> [TEXT PASSAGE]:
* * * * *

Saturday, January 16, 2010

Its been a bit of a messy twenty four hours.

One of my friends, Astronomer C was leaving, she's emigrating to NZ, lucky thing, to Windy Welly. (Someone else to visit next time I go..) And I promised myself faithfully that I was sticking to my twenty quid budget and leaving at 9pm whatever happened.
So perhaps it was to be expected that I was falling out of the Lord Hood (Greenwich's premier late-ish opening bar with the awesome DJ JACKIE on FRIDAY NIGHTS) at quarter to one and then running to get the last DLR. Yeah. Another proud highlight of my life was announcing to everyone about my naked photos I did for GT and having them all dive for their Iphones to find them (ha! try harder fuckwits) Oh and I stole the phone from the guy who works in the Sausage van in Greeny Park and hid it in my bra. When he called it, I got stupidly over-excited that my right tit was flashing and playing the A-Team theme and made everyone, like the 20+ of us that were in the pub put there head on my tit to listen. Including Astronomer G who is 65 if he's a day
Perhaps its a good thing that I'm now away for three weeks.
Oooh. I discovered Greenwich has a bar, Desperados. That is open till 5am, and then reopens at 9am for breakfast. My Fucking SHIT how have I gone through life without knowing this? Its amazing and I shall make a mental note to myself to remember this when I get back

Here is another mental note for myself, Remember to limit the amount of dirty caffine-based drinks I consume, Especially those of the blue variety. I didnt feel pleasant this morning.

* * * * *

> [MATERIAL SUPPLIED]:
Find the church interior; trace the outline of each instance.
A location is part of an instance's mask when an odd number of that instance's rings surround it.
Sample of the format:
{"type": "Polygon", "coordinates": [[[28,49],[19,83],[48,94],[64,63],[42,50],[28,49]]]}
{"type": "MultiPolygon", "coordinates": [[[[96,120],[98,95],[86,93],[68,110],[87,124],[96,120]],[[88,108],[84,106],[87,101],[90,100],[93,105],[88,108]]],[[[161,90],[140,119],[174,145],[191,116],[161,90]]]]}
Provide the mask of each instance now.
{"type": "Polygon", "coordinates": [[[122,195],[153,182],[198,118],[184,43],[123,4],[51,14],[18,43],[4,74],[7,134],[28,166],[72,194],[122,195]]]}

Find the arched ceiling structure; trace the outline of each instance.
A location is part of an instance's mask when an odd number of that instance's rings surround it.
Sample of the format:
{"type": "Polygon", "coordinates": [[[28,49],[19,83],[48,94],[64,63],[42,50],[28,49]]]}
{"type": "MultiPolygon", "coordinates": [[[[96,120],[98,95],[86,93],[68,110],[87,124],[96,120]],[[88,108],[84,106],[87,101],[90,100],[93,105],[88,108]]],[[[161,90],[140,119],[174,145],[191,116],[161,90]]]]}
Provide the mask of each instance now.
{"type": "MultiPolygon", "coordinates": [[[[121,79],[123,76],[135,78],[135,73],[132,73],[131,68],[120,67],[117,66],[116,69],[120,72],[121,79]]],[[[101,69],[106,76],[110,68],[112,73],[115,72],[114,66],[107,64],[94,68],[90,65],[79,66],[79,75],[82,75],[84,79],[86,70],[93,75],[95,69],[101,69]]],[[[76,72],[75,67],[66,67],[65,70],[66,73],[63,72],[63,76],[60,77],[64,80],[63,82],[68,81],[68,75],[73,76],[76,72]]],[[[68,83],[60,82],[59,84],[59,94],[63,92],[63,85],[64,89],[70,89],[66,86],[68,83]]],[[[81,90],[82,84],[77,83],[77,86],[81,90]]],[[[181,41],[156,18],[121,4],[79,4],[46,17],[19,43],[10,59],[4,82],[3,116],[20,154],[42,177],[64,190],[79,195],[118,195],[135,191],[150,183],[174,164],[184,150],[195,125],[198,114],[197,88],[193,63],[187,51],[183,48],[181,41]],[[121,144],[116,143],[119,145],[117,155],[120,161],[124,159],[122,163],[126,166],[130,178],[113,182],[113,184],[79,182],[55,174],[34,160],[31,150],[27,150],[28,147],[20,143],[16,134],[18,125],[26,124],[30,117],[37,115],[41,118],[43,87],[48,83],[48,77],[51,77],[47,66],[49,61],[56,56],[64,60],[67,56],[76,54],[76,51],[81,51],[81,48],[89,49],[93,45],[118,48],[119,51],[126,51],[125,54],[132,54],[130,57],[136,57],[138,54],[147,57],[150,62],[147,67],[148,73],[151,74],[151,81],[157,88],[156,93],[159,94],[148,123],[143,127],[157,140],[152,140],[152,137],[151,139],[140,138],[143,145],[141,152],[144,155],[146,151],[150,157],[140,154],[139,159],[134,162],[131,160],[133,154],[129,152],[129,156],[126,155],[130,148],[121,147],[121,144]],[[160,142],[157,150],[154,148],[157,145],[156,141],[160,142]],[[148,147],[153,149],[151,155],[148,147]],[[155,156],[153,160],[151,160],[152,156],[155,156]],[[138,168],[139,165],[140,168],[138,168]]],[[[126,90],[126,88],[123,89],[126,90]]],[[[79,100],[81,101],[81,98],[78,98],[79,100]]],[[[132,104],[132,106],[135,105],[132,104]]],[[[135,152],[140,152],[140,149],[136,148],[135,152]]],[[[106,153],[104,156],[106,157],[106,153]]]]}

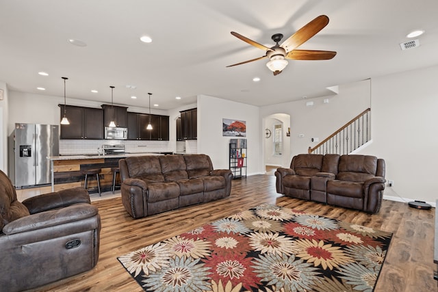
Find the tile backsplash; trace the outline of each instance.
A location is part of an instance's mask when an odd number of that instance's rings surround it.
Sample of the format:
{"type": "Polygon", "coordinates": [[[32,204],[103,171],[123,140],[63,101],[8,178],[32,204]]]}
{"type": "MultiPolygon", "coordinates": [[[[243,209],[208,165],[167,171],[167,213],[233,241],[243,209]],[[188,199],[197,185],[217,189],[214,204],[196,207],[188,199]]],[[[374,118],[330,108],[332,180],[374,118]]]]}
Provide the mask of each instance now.
{"type": "Polygon", "coordinates": [[[175,141],[60,140],[60,155],[97,155],[97,148],[102,148],[103,144],[124,144],[125,150],[131,153],[175,152],[177,150],[175,141]]]}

* * * * *

> [SET PROBLEM]:
Please continue the blog post above about the farewell night out in Greenwich, starting right after its last sentence about the blue caffeine drinks.

> [RESPONSE TO THE EXERCISE]:
Did I tell you guys that after another recent night on these drinks I had my first ever hangover?! At the age of 26! Yeah! Its a slippery slope from here on in I bet. Instead of 9 or 10 of those alco-poppy things a night I'll be reduced to one or two...
Anyway that night wasnt pleasant. I walked into a bus stop on my way home, woke up when Welshy headed to work about 5ish and moved my head too sudden and then I had to hold on cos I was convinced I was going to fall out of bed it was spinning that much.

Anyway I went to bed about quarter to two and woke up at three to feel a bit grotty and I still felt grotty when I went to join some of the boys from work (We've formed the N.M.M.C.A.S.C - catchy no?)
So went over to Wycombe to watch the mighty Addicks. Drinking in several bars as we went. I feel ok about that though, when I woke up to Welshy coming in, I didnt feel drunk and despite starting drinking at 10.47 THIS MORNING I still don't feel drunk, so either something went wrong or I left a long enough time inbetween to sober up.
Ha.

Wycombe is a strange place. Only half an hour away from London. out in Buckinghamshire I guess.
The ground itself is a one hour 43 minute (or so google maps tell me, it seemed like a longer walk) 5 miles away from the town.
Its at the end of an industrial estate surrounded by woodland on either side and seems to have no public transport getting you to the ground. Now I love my football, but walking for nearly four hours every other Saturday might try the limits of my endurance.
There was also a random pub with strippers in the middle of what looked to be a road full of B&B's!
I saw Red Kites though! Or at least from a distance I believe them to be. They were certainly large hawks and they looked similar to what Kites should look like.
Now here's a history lesson for you, hundreds of years ago Red kites were dead common, as common as pigeons scavenging in the cities, eating all the dead shit lying about.
In fact. Its said that Kidbrooke not far from me was originally called Kitebrook due to the amount of kites about, then Kittybrooke to Kidbrooke.
But life didn't stay sweet for the Red Kite, when sewers and shit become common in cities the kites moved to the country, where they got an undeserved reputation for killing lambs (due to their habit of eating carrion)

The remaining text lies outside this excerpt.